• [PAGE TEXT]:
..............................
Drug-Delivery Technologies for Controlled Release Score With Manufacturers

Pharmaceutical CommercePharmaceutical Commerce - March 2010

The types of delivery mechanisms that vary the uptake of a drug are multiplying

By Nicholas Basta

The picture for drug-delivery technologies that alter an oral solid’s pharmacokinetics—primarily controlled- (or -extended) release technologies, but including fast-dissolve, taste-masking, enteric coatings and “abuse/misuse deterrent”—is looking fairly bright these days. One of the drivers has been the longstanding search for ways to convert injected drugs into pills or tablets. Controlled release (CR) has traditionally been a desirable option for brand owners looking to extend the patent life of their products, and while that still occurs, the trickle of drugs that have used these delivery enhancements for other reasons is turning into a steady flow.

In the past year, FDA has approved a number of these drugs, across diverse therapeutic classes:

Last month, Acorda Therapeutics (Hawthorne, NY) announced availability of Ampyra (dalfampridine), a potassium channel blocker indicated for improving the walking ability of multiple sclerosis patients. The drug, an extended-release tablet, uses the MXDAS technology of Elan Drug Technologies (King of Prussia, PA), and consists of a hydrophilic matrix that controls the uptake of the drug in the gastrointestinal tract. While this is the first commercially approved application of MXDAS, Elan has been involved in the commercialization of a dozen other products featuring its family of drug-delivery technologies since 2000.

In February, Labopharm Inc. (Laval, QC) won FDA approval for Olpetro (trazodone hydrochloride), an antidepressant formulated with the company’s Contramid CR technology. Contramid also figures in Labopharm’s previous FDA approval, for the analgesic Ryzolt (tramadol), marketed in partnership with Purdue Pharma.

Last August, Eurand (Amsterdam, Netherlands; US HQ in Philadelphia) won approval for Zenpep (pancrelipase), a delayed-release enzyme indicated for cystic fibrosis and pancreatic conditions (Pharmaceutical Commerce, Jan/Feb, p. 9). It is the first proprietary product from Eurand, which offers several types of CR technology, including the Minitabs formulation used in Zenpep.

Last October, Unigene Laboratories (Boonton, NJ) licensed its Phase III development product, oral calcitonin, to a newly formed venture, Tarsa Therapeutics, in which it will retain partial ownership. Calcitonin, indicated for treating osteoporosis, is a peptide normally administered by injection or intranasally; Unigene has a formulation with an enteric coating to get the drug past the stomach, and an “absorption enhancer” to facilitate uptake.
..............................
• [RECORDS]:
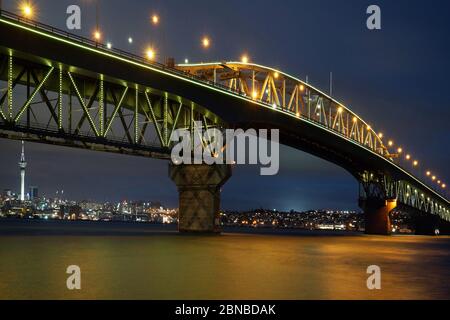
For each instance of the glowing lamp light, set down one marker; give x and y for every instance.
(97, 35)
(150, 54)
(206, 43)
(27, 10)
(155, 19)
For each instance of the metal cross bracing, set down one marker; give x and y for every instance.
(67, 106)
(289, 94)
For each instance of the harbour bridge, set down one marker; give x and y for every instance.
(62, 89)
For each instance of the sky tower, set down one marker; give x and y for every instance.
(22, 166)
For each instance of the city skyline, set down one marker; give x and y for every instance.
(313, 183)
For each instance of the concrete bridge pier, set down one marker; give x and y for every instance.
(199, 188)
(377, 217)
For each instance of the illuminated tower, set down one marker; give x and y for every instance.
(22, 166)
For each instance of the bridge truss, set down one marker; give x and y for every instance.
(47, 101)
(67, 106)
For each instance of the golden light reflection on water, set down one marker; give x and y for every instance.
(231, 266)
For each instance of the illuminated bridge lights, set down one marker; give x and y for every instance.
(116, 109)
(36, 90)
(329, 115)
(83, 104)
(60, 97)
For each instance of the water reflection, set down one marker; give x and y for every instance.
(231, 266)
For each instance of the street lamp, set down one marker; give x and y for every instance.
(150, 54)
(155, 19)
(27, 9)
(206, 42)
(97, 35)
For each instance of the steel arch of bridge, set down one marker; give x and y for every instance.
(286, 93)
(105, 102)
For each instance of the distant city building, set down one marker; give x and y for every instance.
(7, 193)
(33, 193)
(22, 166)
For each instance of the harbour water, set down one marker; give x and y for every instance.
(142, 261)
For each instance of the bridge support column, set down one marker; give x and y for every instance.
(199, 188)
(377, 215)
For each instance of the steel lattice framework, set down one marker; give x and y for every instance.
(49, 98)
(289, 94)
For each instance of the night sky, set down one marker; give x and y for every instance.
(397, 79)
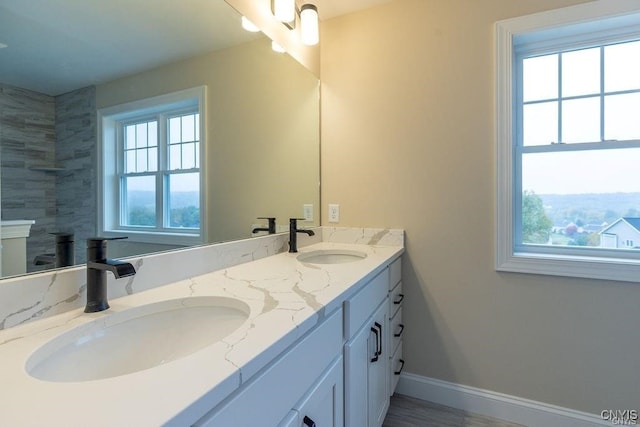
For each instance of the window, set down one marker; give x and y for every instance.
(568, 142)
(151, 182)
..............................
• [TASK TO COMPLETE]: Duplicate the passage of the drug-delivery article above from "Last October, Unigene" up to and including "to facilitate uptake.".

• [RESULT OF THE EXERCISE]:
Last October, Unigene Laboratories (Boonton, NJ) licensed its Phase III development product, oral calcitonin, to a newly formed venture, Tarsa Therapeutics, in which it will retain partial ownership. Calcitonin, indicated for treating osteoporosis, is a peptide normally administered by injection or intranasally; Unigene has a formulation with an enteric coating to get the drug past the stomach, and an “absorption enhancer” to facilitate uptake.